Consigne 1 →
Restituez sous forme de liste numérotée les lignes de la liste, depuis son début jusqu'à la ligne contenant « [0,347,800,532] », celle-ci comprise. Omettez les lignes vides.

Texte présenté →
____

Porter à l’écran les voix et les voies du changement. Ce 9 mai à Poitiers, l’Inter-Association des Métiers de l’Entreprise (IAME) organise une projection-débat du documentaire Bigger Than Us. Du Brésil au Malawi en passant par les États-Unis, le film dresse le portrait de sept jeunes activistes qui dédient leur existence à la préservation du vivant. Une manière d’inspirer et d’inviter à l’action, tout en redéfinissant l’engagement comme norme culturelle. Interview de Flore Vasseur, la réalisatrice.


Comment est née l’envie de réaliser ce film documentaire ?

Le premier élément qui m’a poussée à réaliser Bigger Than Us, c’est un sentiment d’impuissance. En vivant le 11 septembre à New-York, j’ai compris que le système sur lequel nous étions assis allait s’effondrer, et nous avec. J’ai donc tenté de prévenir mes contemporains – au travers de livres, de chroniques et de films documentaires – sur la nature de ce qui est train de nous arriver : l’effondrement de tous nos systèmes, qu’ils soient d’ordres écologiques, psychologiques, économiques, sociaux ou politiques. Puis vers 2016-2017, je me suis rendue compte que malgré une production assez importante, cela ne servait à rien. Ma génération, ceux qu’on appelle les “adultes”, ou du moins les personnes “installées” dans un certain confort, n’avaient pas la volonté de changer.

La deuxième force qui m’a motivé à faire ce film, c’est mon fils. Il avait sept ans, lorsqu’il m’a demandé : “Maman, ça veut dire quoi “la planète va mourir” ?” et “Qu’est-ce que je peux faire, moi, pour qu’elle ne meure pas ?”. Je me suis alors rendue compte que j’étais incapable de répondre avec autre chose que des données anxiogènes. Il faut dire qu’à l’époque, personne ne s’adressait à sa génération, hormis des marques, des influenceurs, des partis d’extrême droite et quelques profs courageux. Il n’y avait pas de discours construit sur l’injustice et l’écologie. Bigger Than Us vise donc à formuler une réponse à la question de mon fils, pour que lui et ceux qui partagent cette interrogation trouvent leur place dans le monde.

Enfin, la dernière force motrice, c’est le suicide d’Aaron Swartz. J’ai été énormément impactée par ce jeune qui a décidé d’en finir faute d’être entendu, alors qu’il nous prévenait, avec 10-15 ans d’avance, de ce que les Gafam allaient nous faire en termes de privation de libertés.

Pourquoi avoir choisi de vous focaliser sur des initiatives émanant de la jeunesse à l’échelle mondiale ?

____

[Données de détection d'objets]
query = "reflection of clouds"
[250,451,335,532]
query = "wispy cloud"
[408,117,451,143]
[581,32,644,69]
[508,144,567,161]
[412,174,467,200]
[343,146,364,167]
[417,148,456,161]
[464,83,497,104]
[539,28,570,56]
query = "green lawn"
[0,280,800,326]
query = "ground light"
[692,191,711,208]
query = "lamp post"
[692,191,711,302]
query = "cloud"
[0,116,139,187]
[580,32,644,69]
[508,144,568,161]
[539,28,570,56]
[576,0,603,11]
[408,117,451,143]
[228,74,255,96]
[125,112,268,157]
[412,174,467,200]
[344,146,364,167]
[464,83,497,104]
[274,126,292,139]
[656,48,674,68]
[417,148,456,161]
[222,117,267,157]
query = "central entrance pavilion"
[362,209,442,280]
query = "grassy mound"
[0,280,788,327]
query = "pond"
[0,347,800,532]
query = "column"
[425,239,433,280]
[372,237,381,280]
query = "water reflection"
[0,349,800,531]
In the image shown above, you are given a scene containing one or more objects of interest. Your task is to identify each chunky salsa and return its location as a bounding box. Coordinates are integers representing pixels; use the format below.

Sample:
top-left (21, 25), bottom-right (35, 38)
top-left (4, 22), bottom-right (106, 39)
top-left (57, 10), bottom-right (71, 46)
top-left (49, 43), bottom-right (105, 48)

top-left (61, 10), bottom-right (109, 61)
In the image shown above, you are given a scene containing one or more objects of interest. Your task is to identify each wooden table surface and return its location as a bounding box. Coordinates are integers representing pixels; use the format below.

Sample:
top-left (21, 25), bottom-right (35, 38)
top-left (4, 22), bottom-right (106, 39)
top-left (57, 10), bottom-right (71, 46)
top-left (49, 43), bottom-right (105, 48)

____

Consigne 2 →
D'après l'interview, quel âge avait le fils de la réalisatrice lorsqu'il lui a demandé ce que voulait dire « la planète va mourir » ?

Réponse complète 1 →
1. query = "reflection of clouds"
2. [250,451,335,532]
3. query = "wispy cloud"
4. [408,117,451,143]
5. [581,32,644,69]
6. [508,144,567,161]
7. [412,174,467,200]
8. [343,146,364,167]
9. [417,148,456,161]
10. [464,83,497,104]
11. [539,28,570,56]
12. query = "green lawn"
13. [0,280,800,326]
14. query = "ground light"
15. [692,191,711,208]
16. query = "lamp post"
17. [692,191,711,302]
18. query = "cloud"
19. [0,116,139,187]
20. [580,32,644,69]
21. [508,144,568,161]
22. [539,28,570,56]
23. [576,0,603,11]
24. [408,117,451,143]
25. [228,74,255,96]
26. [125,112,268,157]
27. [412,174,467,200]
28. [344,146,364,167]
29. [464,83,497,104]
30. [274,126,292,139]
31. [656,48,674,68]
32. [417,148,456,161]
33. [222,117,267,157]
34. query = "central entrance pavilion"
35. [362,209,442,280]
36. query = "grassy mound"
37. [0,280,788,327]
38. query = "pond"
39. [0,347,800,532]

Réponse complète 2 →
Il avait sept ans.